QUOTED PASSAGE.
========
During 1955–6, Block G was extended to the north, at its west end. The new wing, with a hipped and gabled roof, had an eastern verandah (connecting to the original building's north verandah), and a western verandah. There were two sets of stairs off the east verandah, and one off the west verandah. The 1920 building's dressmaking room now became a second cookery room, with the dining area partitioned off, and new casement windows were added to the south elevation. The 1950s wing's rooms, from the south, included: dressmaking, with a staff room and fitting room to the north; then another fitting room, for a second dressmaking room to the north.

Workshop No.2 (Block M in 2017), for Motor Engineering, was planned in 1955, south of Block R, but was not built until 1958–9. By this time the use of timber for technical college workshops was less common. Block M also had a twin sawtooth roof; and ramps to two of its doorways, on the west and south sides. The two workshop buildings were connected by a covered way at their east ends. In September 1958 estimates were provided for partitioning workshop No.2 for a car electrics lab, battery room, store, diesel fuel lab, fitting shop, tool room, metrology lab, and vehicle workspace and general workshop area. A hydraulic hoist was also fitted. A skillion extension was added to the north side of Block M in the late 1960s. A third workshop was added south of Block M by 1964, but did not have a sawtooth roof.
========
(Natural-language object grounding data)

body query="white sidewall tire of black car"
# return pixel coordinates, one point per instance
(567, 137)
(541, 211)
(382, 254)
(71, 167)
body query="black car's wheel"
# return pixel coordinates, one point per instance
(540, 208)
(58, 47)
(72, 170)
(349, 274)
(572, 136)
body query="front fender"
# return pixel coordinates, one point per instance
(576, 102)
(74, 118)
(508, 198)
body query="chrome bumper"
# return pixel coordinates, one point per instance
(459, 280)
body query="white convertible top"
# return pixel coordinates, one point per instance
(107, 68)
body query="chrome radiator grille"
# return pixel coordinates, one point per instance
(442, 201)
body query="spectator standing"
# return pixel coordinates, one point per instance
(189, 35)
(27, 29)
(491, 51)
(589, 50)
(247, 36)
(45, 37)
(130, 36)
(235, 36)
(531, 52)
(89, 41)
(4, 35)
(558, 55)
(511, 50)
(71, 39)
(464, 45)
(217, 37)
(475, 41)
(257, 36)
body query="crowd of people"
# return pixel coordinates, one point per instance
========
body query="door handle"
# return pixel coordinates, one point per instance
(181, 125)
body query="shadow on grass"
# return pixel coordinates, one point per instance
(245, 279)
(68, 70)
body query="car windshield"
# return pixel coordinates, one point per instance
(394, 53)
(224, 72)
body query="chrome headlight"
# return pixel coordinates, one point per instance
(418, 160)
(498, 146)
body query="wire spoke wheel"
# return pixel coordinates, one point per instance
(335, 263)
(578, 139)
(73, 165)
========
REQUIREMENT 1. Decide whether each of the following statements agrees with the passage on Blocks G and M. Answer yes or no for each, and quote the words of the passage that settle it. (a) Block M was built in 1955. (b) The two workshop buildings were joined by a covered way at their east ends. (c) The third workshop had a sawtooth roof.
REQUIREMENT 2. Reproduce everything in the passage on Blocks G and M from "During 1955–6, Block" down to "to the north.".

EXERCISE SOLUTION 1.
(a) No: "was planned in 1955, south of Block R, but was not built until 1958–9."
(b) Yes: "The two workshop buildings were connected by a covered way at their east ends."
(c) No: "A third workshop was added south of Block M by 1964, but did not have a sawtooth roof."

EXERCISE SOLUTION 2.
During 1955–6, Block G was extended to the north, at its west end. The new wing, with a hipped and gabled roof, had an eastern verandah (connecting to the original building's north verandah), and a western verandah. There were two sets of stairs off the east verandah, and one off the west verandah. The 1920 building's dressmaking room now became a second cookery room, with the dining area partitioned off, and new casement windows were added to the south elevation. The 1950s wing's rooms, from the south, included: dressmaking, with a staff room and fitting room to the north; then another fitting room, for a second dressmaking room to the north.